Required work:
Your answer must be the full listing, repeated word for word.

(Recorded data begins)

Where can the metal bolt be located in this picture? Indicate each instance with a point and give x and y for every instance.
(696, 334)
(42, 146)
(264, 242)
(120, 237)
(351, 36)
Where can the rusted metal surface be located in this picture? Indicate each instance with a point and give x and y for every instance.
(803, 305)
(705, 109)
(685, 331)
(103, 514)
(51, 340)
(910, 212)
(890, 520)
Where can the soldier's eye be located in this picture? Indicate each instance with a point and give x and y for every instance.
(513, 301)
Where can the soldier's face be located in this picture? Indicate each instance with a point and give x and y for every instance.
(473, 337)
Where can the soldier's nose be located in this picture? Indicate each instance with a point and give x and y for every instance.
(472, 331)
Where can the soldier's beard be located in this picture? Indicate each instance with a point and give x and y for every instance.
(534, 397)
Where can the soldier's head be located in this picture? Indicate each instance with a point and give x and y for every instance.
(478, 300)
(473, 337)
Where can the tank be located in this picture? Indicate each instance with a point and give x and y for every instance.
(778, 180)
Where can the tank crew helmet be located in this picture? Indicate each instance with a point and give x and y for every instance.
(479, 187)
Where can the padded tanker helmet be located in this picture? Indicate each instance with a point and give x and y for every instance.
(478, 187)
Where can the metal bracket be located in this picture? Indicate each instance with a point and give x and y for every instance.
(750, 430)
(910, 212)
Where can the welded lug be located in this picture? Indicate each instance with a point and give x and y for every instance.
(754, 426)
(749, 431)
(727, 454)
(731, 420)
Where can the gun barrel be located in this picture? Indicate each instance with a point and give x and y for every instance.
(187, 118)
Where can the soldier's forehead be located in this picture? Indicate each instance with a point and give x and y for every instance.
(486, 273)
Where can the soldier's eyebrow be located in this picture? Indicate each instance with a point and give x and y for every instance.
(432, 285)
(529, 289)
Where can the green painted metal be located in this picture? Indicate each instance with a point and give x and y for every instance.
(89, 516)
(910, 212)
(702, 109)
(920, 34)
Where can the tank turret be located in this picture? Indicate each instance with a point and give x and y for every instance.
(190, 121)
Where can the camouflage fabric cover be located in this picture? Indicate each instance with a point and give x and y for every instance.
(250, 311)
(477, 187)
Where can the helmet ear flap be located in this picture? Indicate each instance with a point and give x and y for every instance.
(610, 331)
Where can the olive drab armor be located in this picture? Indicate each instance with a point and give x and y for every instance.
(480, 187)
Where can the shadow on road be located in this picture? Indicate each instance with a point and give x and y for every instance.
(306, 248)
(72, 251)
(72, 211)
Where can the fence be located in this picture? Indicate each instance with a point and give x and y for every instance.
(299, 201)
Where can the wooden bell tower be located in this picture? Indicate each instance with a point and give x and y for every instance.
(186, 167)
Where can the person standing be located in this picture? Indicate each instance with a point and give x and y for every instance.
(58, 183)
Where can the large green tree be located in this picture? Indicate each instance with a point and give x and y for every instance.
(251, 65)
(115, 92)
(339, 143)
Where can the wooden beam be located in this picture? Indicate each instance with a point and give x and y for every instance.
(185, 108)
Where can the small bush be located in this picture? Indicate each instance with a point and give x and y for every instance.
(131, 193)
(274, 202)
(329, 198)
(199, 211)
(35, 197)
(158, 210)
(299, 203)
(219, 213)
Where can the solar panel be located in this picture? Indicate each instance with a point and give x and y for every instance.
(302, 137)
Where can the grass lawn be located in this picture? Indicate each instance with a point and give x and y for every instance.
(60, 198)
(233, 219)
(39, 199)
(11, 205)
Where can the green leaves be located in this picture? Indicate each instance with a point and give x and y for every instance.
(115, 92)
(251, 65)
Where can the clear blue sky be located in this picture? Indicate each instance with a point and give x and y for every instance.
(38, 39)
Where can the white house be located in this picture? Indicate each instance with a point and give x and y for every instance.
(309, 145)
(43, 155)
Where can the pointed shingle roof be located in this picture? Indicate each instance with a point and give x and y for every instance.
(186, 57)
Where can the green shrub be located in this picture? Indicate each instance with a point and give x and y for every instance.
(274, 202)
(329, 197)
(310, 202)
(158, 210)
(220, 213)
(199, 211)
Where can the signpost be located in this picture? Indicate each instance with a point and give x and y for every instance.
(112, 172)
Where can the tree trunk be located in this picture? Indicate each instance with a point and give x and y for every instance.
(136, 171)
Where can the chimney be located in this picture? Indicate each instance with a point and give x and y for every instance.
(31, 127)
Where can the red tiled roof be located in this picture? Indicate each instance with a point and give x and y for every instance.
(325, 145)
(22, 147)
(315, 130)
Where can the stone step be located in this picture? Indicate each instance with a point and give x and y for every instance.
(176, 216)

(Recorded data ends)

Response:
Where can the metal bolt be located in this picture? Indicate each instance with a point and give x and y for every instance.
(696, 334)
(42, 146)
(264, 242)
(120, 237)
(351, 36)
Where can the rusted metal surface be located in this picture? Indicate each instance with a point and give x and y for every instance.
(803, 305)
(705, 109)
(685, 331)
(103, 514)
(51, 340)
(910, 212)
(890, 520)
Where can the soldier's eye be located in this picture? Indicate each instance with a point and give x and y for every instance.
(513, 301)
Where can the soldier's face be located in this picture? Indicate each instance with a point and give x and y for every instance.
(473, 337)
Where can the soldier's nose be located in this picture? Indicate each instance with a point and give x and y for every instance.
(472, 331)
Where can the soldier's beard be located in this picture? Indicate each instance with a point and give x and y for every instance.
(534, 397)
Where can the soldier's head be located in this picture? Indicate each instance with a point and give x and y for every instance.
(478, 300)
(473, 337)
Where can the tank be located in this picture? Indicate each instance with a point and give x and y for every instance.
(778, 180)
Where can the tank crew helmet be located in this picture? Indicate each instance with a point and give x and y for every instance.
(479, 187)
Where can the padded tanker helmet be located in this picture? Indicate each instance with a point and give x and y for every instance.
(478, 187)
Where can the metal bracket be located in this picture? Indicate each instance with a point and give x and y for every instance.
(750, 430)
(910, 212)
Where can the welded lug be located in this picture? Indicate each instance with a point and give x and y for every instance.
(754, 426)
(749, 431)
(727, 454)
(731, 420)
Where can the gun barrel be located in this picture? Indicate each instance with a point and give x and y for every instance.
(187, 118)
Where can the soldier's forehead be located in this picture? Indicate each instance with a point and give x and y for every instance.
(486, 273)
Where can the soldier's eyebrow be located in this picture? Indicate each instance with a point and give x and y for every instance.
(432, 285)
(529, 289)
Where can the green painted metal be located in this picture? Indicate each instance with a point and give x and y for every instance.
(89, 516)
(910, 212)
(702, 109)
(920, 34)
Where can the tank turret be located in this picture? Indicate each instance with a point and give x and y for every instance.
(190, 121)
Where can the camouflage fabric cover be located in this picture? Indicate each instance with a point and give x and y for every instance.
(250, 311)
(477, 187)
Where can the helmet ear flap be located in this picture? Indicate each instance with a point and give x and y for every instance.
(610, 331)
Where can the olive drab armor be located in this picture? Indicate each instance with a point and give x and y for every instance.
(480, 187)
Where can the shadow on road be located in this picture? Indicate each instance with a point and give x and y for every instance.
(306, 248)
(72, 251)
(72, 211)
Where can the fence be located in this picture? Indicate each instance with a point and give x and y for every instance.
(299, 201)
Where can the wooden bell tower be located in this picture? Indicate each instance with a point and give x and y for every instance.
(186, 167)
Where can the person standing be located in this picture? Indicate each instance with a point and give x and y for every instance.
(58, 183)
Where can the large green tree be located in this picture? Indicate each instance with a point and give x and y for every instance.
(251, 65)
(115, 92)
(339, 143)
Where can the wooden beam be located in this picture? Indicate each instance with a point and give x and y for every instance.
(185, 108)
Where can the small bush be located in this picture? Indicate each instance with a point and give x and y for every instance.
(131, 193)
(274, 202)
(329, 198)
(199, 211)
(35, 197)
(158, 210)
(299, 203)
(219, 213)
Where can the solar panel be located in this picture? Indicate each instance with a point and give x and y for every instance.
(302, 137)
Where can the grass lawn be located in this picture? Indicate each instance with a point and give x and y for every instance.
(60, 198)
(233, 219)
(39, 199)
(11, 205)
Where can the green leaves be located in this picture? Indicate each instance with a point and give x and y for every instance.
(115, 92)
(251, 65)
Where can the clear blue sky be located in this picture? Indicate each instance with a point and give x and y for every instance.
(38, 39)
Where can the white house be located in this picture? Indicate each instance with a point and give x and y for every instance.
(309, 145)
(43, 155)
Where can the pointed shingle roof be located in this picture? Indicate each instance with a point and give x and y for every instance.
(186, 57)
Where can the green shrub be located in this picture? Indicate each instance with a point and give x and y for every instance.
(274, 202)
(329, 197)
(310, 202)
(158, 210)
(220, 213)
(199, 211)
Where can the signpost be located in this picture? Indicate each instance with a point and give x and y for every instance.
(112, 172)
Where can the tree trunk be located in this picture? Indicate each instance with a point and give x and y for every instance.
(136, 171)
Where can the chimney be located in this picture? Indicate each instance with a point and give x and y for every instance.
(31, 127)
Where can the red tiled roof be located in this picture? Indicate each instance with a point and give x and y for every instance.
(325, 145)
(22, 147)
(315, 130)
Where can the stone step be located in this picture? Indicate each instance with a point and give x and y for every instance.
(176, 216)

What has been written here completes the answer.